- _Records from a data collection_
----

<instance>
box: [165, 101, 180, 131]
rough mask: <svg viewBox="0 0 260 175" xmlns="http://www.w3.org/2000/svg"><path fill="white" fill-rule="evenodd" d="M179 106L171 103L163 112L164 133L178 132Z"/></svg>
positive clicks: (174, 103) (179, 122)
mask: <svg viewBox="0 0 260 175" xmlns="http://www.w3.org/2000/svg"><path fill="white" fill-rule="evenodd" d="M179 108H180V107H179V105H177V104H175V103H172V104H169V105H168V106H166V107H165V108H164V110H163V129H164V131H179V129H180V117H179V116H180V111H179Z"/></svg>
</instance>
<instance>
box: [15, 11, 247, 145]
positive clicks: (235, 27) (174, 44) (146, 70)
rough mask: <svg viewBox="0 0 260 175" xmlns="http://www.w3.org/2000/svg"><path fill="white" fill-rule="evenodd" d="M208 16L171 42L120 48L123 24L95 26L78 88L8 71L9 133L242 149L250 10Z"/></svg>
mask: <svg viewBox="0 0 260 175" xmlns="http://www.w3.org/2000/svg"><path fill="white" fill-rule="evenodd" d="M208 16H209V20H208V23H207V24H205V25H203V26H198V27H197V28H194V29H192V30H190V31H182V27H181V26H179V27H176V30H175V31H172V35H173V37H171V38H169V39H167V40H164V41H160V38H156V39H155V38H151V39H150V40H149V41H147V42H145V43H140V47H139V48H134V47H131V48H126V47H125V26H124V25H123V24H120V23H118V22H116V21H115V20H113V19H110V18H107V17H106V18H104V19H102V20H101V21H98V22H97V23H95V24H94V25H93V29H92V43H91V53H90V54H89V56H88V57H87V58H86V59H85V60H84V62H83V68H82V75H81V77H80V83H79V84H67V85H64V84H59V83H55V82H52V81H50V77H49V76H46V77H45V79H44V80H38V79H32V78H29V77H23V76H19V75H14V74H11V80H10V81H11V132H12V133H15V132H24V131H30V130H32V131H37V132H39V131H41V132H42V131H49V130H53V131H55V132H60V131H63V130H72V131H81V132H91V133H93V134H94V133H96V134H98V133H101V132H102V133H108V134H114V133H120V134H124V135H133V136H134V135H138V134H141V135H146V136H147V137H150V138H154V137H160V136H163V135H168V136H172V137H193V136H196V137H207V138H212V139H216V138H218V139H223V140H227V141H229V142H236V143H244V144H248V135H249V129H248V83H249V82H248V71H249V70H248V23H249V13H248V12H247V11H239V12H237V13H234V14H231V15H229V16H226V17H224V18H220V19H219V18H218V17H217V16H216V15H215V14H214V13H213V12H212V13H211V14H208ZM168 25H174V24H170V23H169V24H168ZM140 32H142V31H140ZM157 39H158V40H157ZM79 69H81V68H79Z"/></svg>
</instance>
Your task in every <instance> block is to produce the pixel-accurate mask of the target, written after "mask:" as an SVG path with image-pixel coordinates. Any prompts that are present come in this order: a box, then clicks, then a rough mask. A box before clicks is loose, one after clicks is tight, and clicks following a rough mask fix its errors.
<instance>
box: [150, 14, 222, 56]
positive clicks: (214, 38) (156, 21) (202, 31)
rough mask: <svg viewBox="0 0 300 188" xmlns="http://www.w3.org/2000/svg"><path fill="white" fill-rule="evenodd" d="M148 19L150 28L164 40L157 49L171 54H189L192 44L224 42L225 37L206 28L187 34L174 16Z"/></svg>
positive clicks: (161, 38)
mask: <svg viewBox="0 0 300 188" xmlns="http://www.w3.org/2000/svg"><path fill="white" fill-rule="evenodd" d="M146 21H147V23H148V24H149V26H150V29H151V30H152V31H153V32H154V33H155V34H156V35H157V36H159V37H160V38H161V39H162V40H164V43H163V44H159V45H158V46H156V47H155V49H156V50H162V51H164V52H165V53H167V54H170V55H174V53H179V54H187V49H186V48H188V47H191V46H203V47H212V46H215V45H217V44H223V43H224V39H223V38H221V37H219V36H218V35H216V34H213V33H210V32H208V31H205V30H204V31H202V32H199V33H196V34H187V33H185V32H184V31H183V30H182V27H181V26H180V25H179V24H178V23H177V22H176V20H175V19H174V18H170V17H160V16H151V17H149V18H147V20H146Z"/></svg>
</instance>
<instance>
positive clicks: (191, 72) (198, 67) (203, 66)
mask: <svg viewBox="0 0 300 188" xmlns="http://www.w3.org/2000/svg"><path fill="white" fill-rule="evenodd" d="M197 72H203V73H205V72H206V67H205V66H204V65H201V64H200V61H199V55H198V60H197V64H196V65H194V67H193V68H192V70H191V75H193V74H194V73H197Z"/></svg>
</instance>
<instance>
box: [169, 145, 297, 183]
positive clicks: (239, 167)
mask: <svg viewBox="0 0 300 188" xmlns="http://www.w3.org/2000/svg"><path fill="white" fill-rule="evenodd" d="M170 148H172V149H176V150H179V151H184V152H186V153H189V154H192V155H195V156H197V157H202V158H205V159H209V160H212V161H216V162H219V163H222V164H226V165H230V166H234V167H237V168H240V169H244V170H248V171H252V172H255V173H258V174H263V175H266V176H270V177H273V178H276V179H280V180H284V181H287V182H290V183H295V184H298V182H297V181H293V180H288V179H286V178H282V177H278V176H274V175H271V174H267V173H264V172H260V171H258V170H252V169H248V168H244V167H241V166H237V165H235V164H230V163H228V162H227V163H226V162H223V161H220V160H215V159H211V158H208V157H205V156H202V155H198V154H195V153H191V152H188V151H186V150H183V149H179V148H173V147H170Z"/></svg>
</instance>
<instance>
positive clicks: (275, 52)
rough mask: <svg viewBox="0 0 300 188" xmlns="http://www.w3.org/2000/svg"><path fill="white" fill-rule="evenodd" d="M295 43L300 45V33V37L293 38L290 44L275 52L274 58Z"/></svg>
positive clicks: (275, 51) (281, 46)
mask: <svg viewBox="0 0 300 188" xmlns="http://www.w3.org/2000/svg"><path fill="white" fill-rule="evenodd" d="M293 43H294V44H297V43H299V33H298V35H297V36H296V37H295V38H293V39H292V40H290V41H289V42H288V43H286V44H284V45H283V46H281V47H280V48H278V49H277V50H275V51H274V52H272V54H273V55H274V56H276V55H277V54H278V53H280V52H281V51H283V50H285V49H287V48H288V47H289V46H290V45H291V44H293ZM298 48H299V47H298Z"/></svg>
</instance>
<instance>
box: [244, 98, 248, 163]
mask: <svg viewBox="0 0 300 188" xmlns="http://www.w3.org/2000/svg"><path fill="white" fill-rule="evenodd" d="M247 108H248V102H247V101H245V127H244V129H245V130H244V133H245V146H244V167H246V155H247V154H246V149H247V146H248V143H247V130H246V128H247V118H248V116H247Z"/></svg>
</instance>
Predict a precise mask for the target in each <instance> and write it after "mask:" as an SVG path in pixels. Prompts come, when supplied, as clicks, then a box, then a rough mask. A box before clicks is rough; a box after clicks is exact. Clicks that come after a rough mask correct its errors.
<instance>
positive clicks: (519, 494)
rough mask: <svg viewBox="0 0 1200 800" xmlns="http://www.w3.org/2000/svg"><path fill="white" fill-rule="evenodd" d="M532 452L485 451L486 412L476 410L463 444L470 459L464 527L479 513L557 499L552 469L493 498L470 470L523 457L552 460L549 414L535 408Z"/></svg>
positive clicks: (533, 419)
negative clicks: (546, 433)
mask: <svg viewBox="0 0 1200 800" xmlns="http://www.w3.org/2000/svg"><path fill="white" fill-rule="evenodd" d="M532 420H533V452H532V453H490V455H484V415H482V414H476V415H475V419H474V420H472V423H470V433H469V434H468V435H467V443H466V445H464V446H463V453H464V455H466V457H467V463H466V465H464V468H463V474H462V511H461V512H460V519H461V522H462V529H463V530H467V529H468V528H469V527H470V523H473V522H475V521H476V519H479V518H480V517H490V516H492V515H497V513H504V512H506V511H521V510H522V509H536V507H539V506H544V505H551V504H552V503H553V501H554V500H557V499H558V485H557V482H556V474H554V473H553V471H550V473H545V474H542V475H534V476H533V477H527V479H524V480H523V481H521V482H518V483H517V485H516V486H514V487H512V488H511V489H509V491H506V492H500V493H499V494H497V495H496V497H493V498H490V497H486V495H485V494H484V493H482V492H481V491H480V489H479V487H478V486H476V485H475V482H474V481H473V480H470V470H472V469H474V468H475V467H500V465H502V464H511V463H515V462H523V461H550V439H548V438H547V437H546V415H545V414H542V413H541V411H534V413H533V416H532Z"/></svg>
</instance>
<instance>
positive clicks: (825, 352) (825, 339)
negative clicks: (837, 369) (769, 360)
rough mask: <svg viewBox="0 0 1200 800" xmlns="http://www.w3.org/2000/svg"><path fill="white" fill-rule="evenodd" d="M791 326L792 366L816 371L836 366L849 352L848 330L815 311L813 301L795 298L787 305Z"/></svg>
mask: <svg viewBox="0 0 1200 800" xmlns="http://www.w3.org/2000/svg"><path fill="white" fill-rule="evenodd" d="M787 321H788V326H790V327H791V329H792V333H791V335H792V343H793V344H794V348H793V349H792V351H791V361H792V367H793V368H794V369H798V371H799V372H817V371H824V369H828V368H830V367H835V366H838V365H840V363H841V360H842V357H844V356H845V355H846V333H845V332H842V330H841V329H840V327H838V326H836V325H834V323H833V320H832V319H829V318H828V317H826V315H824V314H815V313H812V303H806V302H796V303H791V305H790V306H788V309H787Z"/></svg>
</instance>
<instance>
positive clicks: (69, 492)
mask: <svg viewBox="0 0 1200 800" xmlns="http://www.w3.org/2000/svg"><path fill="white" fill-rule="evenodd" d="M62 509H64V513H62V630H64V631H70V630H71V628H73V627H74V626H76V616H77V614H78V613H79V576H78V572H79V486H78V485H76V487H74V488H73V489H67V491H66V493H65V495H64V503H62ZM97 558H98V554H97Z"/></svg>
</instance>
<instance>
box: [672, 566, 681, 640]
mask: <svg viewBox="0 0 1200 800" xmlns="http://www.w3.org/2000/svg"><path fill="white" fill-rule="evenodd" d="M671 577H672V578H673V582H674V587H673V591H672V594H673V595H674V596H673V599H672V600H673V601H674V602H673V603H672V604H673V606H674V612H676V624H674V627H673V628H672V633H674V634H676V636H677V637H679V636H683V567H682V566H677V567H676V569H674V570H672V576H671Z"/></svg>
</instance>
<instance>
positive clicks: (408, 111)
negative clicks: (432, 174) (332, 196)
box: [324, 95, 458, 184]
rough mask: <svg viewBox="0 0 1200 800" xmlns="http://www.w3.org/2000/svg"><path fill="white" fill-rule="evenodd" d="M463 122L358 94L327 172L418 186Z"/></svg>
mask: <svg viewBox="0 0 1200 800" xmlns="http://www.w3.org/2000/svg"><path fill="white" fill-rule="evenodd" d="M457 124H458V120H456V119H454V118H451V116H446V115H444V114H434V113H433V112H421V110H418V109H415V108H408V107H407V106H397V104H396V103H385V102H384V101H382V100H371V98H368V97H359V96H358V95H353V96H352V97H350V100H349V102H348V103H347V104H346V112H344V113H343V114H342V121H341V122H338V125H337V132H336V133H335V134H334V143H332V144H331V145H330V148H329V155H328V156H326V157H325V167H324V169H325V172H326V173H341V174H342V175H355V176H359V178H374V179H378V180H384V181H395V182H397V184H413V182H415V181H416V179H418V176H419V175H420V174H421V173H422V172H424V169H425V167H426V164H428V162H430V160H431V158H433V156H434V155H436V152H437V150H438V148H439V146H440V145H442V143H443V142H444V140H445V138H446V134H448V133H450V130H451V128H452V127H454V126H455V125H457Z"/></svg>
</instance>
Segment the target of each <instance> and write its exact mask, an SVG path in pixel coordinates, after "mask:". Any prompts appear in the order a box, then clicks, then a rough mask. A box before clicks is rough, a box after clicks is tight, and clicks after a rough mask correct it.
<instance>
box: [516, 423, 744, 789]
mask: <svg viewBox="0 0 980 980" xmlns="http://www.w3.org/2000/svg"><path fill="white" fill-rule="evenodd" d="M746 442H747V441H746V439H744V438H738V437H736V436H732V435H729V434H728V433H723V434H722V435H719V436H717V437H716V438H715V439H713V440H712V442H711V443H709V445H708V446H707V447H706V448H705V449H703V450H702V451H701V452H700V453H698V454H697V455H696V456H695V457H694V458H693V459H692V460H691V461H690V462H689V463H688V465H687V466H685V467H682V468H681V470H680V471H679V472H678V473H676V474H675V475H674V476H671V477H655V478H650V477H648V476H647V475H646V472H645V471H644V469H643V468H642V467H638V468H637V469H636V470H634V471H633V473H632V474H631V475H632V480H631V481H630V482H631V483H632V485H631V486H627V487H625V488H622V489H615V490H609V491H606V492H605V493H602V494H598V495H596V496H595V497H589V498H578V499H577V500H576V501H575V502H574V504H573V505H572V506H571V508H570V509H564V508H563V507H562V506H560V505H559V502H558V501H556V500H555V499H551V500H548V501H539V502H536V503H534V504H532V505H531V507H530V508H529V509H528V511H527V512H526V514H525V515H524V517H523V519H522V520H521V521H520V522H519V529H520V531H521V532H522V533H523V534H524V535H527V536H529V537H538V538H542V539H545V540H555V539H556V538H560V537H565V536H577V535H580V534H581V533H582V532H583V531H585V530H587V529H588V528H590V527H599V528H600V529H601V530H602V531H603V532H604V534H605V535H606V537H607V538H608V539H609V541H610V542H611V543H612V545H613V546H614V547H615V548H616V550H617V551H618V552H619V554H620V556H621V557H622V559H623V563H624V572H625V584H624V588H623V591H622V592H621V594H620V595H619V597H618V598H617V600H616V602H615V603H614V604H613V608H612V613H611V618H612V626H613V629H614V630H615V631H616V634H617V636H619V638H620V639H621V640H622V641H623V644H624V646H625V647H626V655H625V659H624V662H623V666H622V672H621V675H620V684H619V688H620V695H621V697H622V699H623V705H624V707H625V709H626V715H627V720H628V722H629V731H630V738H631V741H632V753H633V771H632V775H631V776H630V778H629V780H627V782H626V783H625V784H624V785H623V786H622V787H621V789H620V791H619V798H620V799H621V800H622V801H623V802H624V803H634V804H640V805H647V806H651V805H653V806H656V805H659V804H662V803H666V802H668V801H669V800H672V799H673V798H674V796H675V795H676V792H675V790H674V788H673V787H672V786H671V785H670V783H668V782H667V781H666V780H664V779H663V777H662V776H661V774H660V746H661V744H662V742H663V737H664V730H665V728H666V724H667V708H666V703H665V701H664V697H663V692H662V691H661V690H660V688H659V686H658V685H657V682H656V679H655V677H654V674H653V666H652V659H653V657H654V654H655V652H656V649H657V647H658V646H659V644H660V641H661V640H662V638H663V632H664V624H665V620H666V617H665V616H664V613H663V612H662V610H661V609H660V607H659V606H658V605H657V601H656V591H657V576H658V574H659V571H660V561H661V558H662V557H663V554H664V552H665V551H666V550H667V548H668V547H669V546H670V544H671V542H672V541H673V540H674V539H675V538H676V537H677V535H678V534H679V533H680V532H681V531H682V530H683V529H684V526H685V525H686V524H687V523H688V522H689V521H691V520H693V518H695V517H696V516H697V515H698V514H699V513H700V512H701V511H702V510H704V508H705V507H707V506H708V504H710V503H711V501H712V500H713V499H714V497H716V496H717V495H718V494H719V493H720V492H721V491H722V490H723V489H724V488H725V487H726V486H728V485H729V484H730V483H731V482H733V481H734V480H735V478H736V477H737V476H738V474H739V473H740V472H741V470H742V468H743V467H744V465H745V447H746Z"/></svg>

----

- _EXERCISE REQUIREMENTS_
Your reply must contain exactly the lines from the first line of the data through the line holding "positive clicks: (235, 27)", and nothing more.

- _THE COMPLETED TASK_
<instance>
box: [165, 101, 180, 131]
rough mask: <svg viewBox="0 0 260 175" xmlns="http://www.w3.org/2000/svg"><path fill="white" fill-rule="evenodd" d="M179 106L171 103L163 112L164 133L178 132Z"/></svg>
positive clicks: (174, 103) (179, 122)
mask: <svg viewBox="0 0 260 175" xmlns="http://www.w3.org/2000/svg"><path fill="white" fill-rule="evenodd" d="M179 108H180V107H179V105H177V104H175V103H172V104H169V105H168V106H166V107H165V108H164V110H163V129H164V131H179V129H180V117H179V116H180V111H179Z"/></svg>
</instance>
<instance>
box: [15, 11, 247, 145]
positive clicks: (235, 27) (174, 44) (146, 70)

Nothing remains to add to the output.